- **练习任务**:
**a)** 能否更新这篇讲搜集含GPS微博数据的文章,从“lat true float”开始一直到“false int 开始时间,Unix时间戳。”重写这一段,并把其中的“搜索范围”改为“查询范围”?
**b)** 这篇讲搜集含GPS微博数据的文章,能从最后一句之后接着往下写吗?

- **原文节选**:
+-------+

使用微博API(nearby timeline接口)搜集含GPS新浪微博数据

上篇文章讲述了数据搜集思路中的如何使用“关键字+时间段+区域”搜集新浪微博数据,接下来将详细介绍如何搜集含GPS的微博数据。含GPS的微博数据比较重要,可用于研究社会行为、个体行为轨迹、城市迁徙以及功能分区等等。


1、切入点

新浪微博提供了专门搜索含GPS微博的API,即位置服务接口下的nearby_timeline接口(http://open.weibo.com/wiki/2/place/nearby_timeline)。接口参数如下:

  必选 类型及范围 说明
source false string 采用OAuth授权方式不需要此参数,其他授权方式为必填参数,数值为应用的AppKey。
access_token false string 采用OAuth授权方式为必填参数,其他授权方式不需要此参数,OAuth授权后获得。
lat true float 纬度。有效范围:-90.0到+90.0,+表示北纬。
long true float 经度。有效范围:-180.0到+180.0,+表示东经。
range false int 搜索范围,单位米,默认2000米,最大11132米。
starttime false int 开始时间,Unix时间戳。
endtime false int 结束时间,Unix时间戳。
sort false int 排序方式。默认为0,按时间排序;为1时按与中心点距离进行排序。
count false int 单页返回的记录条数,最大为50,默认为20。
page false int 返回结果的页码,默认为1。
base_app false int 是否只获取当前应用的数据。0为否(所有数据),1为是(仅当前应用),默认为0。
offset false int 传入的经纬度是否是纠偏过,0:没纠偏、1:纠偏过,默认为0。

其中主要的参数有access_token,lat,long,range,starttime,endtime,count,page。


2、采集思路

由于搜索区域最大为11公里的圆,一个大城市需要多个圆才能覆盖。所以:
第一步:选择多个中心点,以10km为半径做buffer覆盖整个城市;
第二步:圆形区域较多,可采用多线程进行。一个buffer对应一个圆形区域,对应一个线程;
第三步:用额外的线程将采集到的微博数据入库。

+-------+

- **数据**:
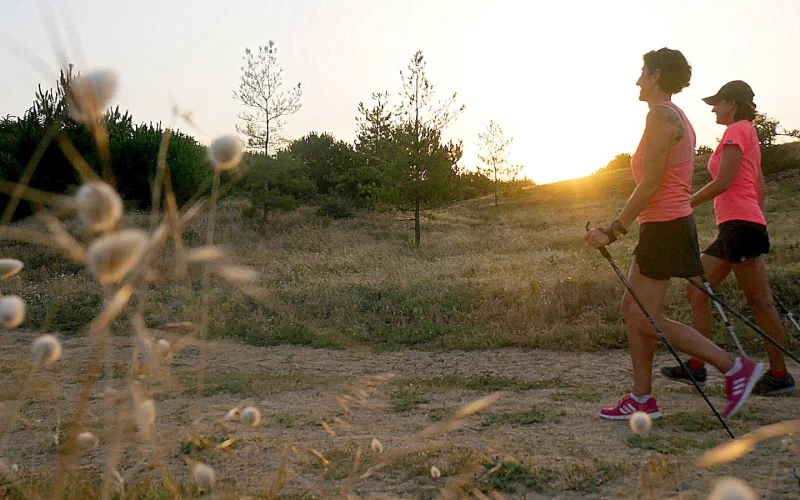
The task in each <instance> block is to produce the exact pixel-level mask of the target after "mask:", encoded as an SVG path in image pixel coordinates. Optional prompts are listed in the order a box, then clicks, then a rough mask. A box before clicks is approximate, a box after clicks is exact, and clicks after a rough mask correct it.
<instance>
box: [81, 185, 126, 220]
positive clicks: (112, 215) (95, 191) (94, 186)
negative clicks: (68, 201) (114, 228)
mask: <svg viewBox="0 0 800 500" xmlns="http://www.w3.org/2000/svg"><path fill="white" fill-rule="evenodd" d="M74 201H75V208H76V209H77V211H78V218H79V219H80V220H81V223H83V225H84V226H86V227H87V228H88V229H90V230H92V231H111V230H112V229H114V227H116V225H117V222H119V219H120V218H121V217H122V209H123V207H122V198H120V197H119V194H117V192H116V191H115V190H114V188H112V187H111V186H109V185H108V184H106V183H105V182H101V181H94V182H87V183H86V184H84V185H82V186H81V187H80V189H78V192H77V193H75V198H74Z"/></svg>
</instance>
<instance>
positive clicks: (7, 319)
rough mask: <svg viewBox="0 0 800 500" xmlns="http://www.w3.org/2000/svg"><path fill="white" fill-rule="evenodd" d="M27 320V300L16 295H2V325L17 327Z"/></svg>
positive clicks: (0, 311)
mask: <svg viewBox="0 0 800 500" xmlns="http://www.w3.org/2000/svg"><path fill="white" fill-rule="evenodd" d="M24 320H25V302H24V301H23V300H22V299H21V298H20V297H18V296H16V295H6V296H5V297H0V326H1V327H2V328H16V327H18V326H19V325H20V324H21V323H22V322H23V321H24Z"/></svg>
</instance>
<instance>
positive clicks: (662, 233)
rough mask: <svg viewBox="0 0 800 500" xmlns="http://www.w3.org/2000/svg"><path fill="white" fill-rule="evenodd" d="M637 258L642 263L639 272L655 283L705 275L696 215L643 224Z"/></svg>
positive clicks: (636, 247) (639, 238) (637, 247)
mask: <svg viewBox="0 0 800 500" xmlns="http://www.w3.org/2000/svg"><path fill="white" fill-rule="evenodd" d="M633 254H634V255H635V256H636V261H637V262H638V263H639V272H640V273H641V274H643V275H644V276H647V277H648V278H652V279H654V280H668V279H670V278H692V277H694V276H700V275H702V274H704V272H705V271H704V270H703V263H702V262H701V261H700V245H699V244H698V243H697V226H695V223H694V216H692V215H689V216H686V217H681V218H680V219H674V220H671V221H666V222H645V223H643V224H642V225H641V227H640V228H639V244H638V245H636V248H635V249H634V251H633Z"/></svg>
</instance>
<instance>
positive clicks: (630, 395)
mask: <svg viewBox="0 0 800 500" xmlns="http://www.w3.org/2000/svg"><path fill="white" fill-rule="evenodd" d="M637 411H643V412H645V413H647V414H648V415H650V418H658V417H660V416H661V412H660V411H659V410H658V404H656V398H654V397H653V396H650V399H648V400H647V402H646V403H640V402H638V401H636V400H635V399H633V398H632V397H631V395H630V394H628V395H627V396H625V397H624V398H622V399H620V400H619V401H617V406H615V407H614V408H603V409H602V410H600V416H601V417H603V418H608V419H611V420H628V419H630V418H631V415H633V414H634V413H635V412H637Z"/></svg>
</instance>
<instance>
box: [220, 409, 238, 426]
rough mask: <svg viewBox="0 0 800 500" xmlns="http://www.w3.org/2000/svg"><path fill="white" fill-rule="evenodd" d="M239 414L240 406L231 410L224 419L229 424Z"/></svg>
mask: <svg viewBox="0 0 800 500" xmlns="http://www.w3.org/2000/svg"><path fill="white" fill-rule="evenodd" d="M238 414H239V407H238V406H237V407H235V408H231V409H230V410H228V413H226V414H225V417H224V418H223V420H224V421H226V422H228V421H230V420H233V418H234V417H235V416H236V415H238Z"/></svg>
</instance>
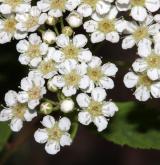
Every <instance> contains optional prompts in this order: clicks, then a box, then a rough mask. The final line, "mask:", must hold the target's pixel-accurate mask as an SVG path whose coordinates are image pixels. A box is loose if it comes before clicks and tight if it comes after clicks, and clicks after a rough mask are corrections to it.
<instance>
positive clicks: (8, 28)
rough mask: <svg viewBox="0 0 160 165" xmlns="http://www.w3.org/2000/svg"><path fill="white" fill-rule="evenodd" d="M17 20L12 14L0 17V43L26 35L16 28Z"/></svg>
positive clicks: (3, 43) (8, 41)
mask: <svg viewBox="0 0 160 165" xmlns="http://www.w3.org/2000/svg"><path fill="white" fill-rule="evenodd" d="M16 24H17V21H16V19H15V16H14V15H9V16H7V17H5V18H2V19H0V44H4V43H7V42H10V41H11V39H12V38H15V39H17V40H19V39H23V38H25V37H26V34H25V33H23V32H20V31H19V30H17V29H16Z"/></svg>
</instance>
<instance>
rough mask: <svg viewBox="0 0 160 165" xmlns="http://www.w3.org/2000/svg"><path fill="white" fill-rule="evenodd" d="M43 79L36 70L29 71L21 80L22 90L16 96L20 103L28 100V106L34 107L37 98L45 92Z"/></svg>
mask: <svg viewBox="0 0 160 165" xmlns="http://www.w3.org/2000/svg"><path fill="white" fill-rule="evenodd" d="M44 84H45V81H44V79H43V78H42V77H41V75H40V74H38V73H37V72H34V71H31V72H30V73H29V75H28V77H25V78H23V79H22V80H21V86H20V88H21V89H22V90H23V91H22V92H20V94H19V96H18V100H19V102H21V103H24V102H28V107H29V108H30V109H34V108H35V107H36V106H37V105H38V104H39V100H40V99H41V98H42V97H43V95H44V94H46V88H45V87H44Z"/></svg>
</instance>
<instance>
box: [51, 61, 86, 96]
mask: <svg viewBox="0 0 160 165" xmlns="http://www.w3.org/2000/svg"><path fill="white" fill-rule="evenodd" d="M58 70H59V74H58V75H55V76H54V77H53V79H52V83H53V85H55V86H56V87H58V88H62V92H63V94H64V95H65V96H67V97H69V96H72V95H75V94H76V92H77V89H82V90H86V89H87V88H88V87H89V78H88V76H86V72H87V65H86V64H85V63H81V64H78V63H77V61H75V60H66V61H65V62H63V63H62V64H60V65H59V69H58Z"/></svg>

+-------+

- **参考答案**:
**a)**
lat true float 纬度。有效范围:-90.0到+90.0,+表示北纬。
long true float 经度。有效范围:-180.0到+180.0,+表示东经。
range false int 查询范围,单位米,默认2000米,最大11132米。
starttime false int 开始时间,Unix时间戳。

**b)**
其中,在稍长一段时间内包含的GPS数据数量巨大。如果不细化时间段,实际返回的数据可能会缩水。为了克服这一点,可以用starttime和endtime来控制返回数据量,尽可能多地返回的数据。这里我们将starttime和endtime设置为一个小时。

3、具体实现

收集某个特定区域某个时间段的GPS微博数据,不断改变时间段,可收集不同短时间段内的GPS数据
'''
CollectGeoInPeriod can collect geospatial weibo data of defined zone that is circular region in period
In this class, just need change the period hour after hour to fetch weibo of the defined zone 
so that collect as much data as possible
'''
class CollectGeoInPeriod:
    '''
    constructor
    @paraments:
        accessToken: the access token for calling weibo api
        lat, longt: the center of defined circular zone, which is defined by latitude and longitude
        radius: the radius of defined circular zone
        queue: the synchronized container to hold weibo data
    '''
    def __init__(self, accessToken, lat, longt, queue, radius=10000):
        self.logger = logging.getLogger('main.geoInPeriod')
        self.client = self.initWBAPI(accessToken)
        self.lat = lat
        self.longt = longt
        self.radius = radius
        self.queue = queue

    def logSep(self):
        self.logger.info('-----------------------------------------------------')
        
    def log(self, info):
        self.logger.info(info)
        self.logger.info('Latitude: ' + str(self.lat))
        self.logger.info('Longitude: ' + str(self.longt))
        self.logger.info('Radius: ' + str(self.radius))

    '''
    initialize the weibo api client
    @paraments:
        accessToken: the access token for calling weibo api. (such as '2.00BTaqXF06XASO33243564b69kVghB')
    @return:
        client: a client of weibo api
    '''
    def initWBAPI(self, accessToken):
        
        client = weibo.APIClient()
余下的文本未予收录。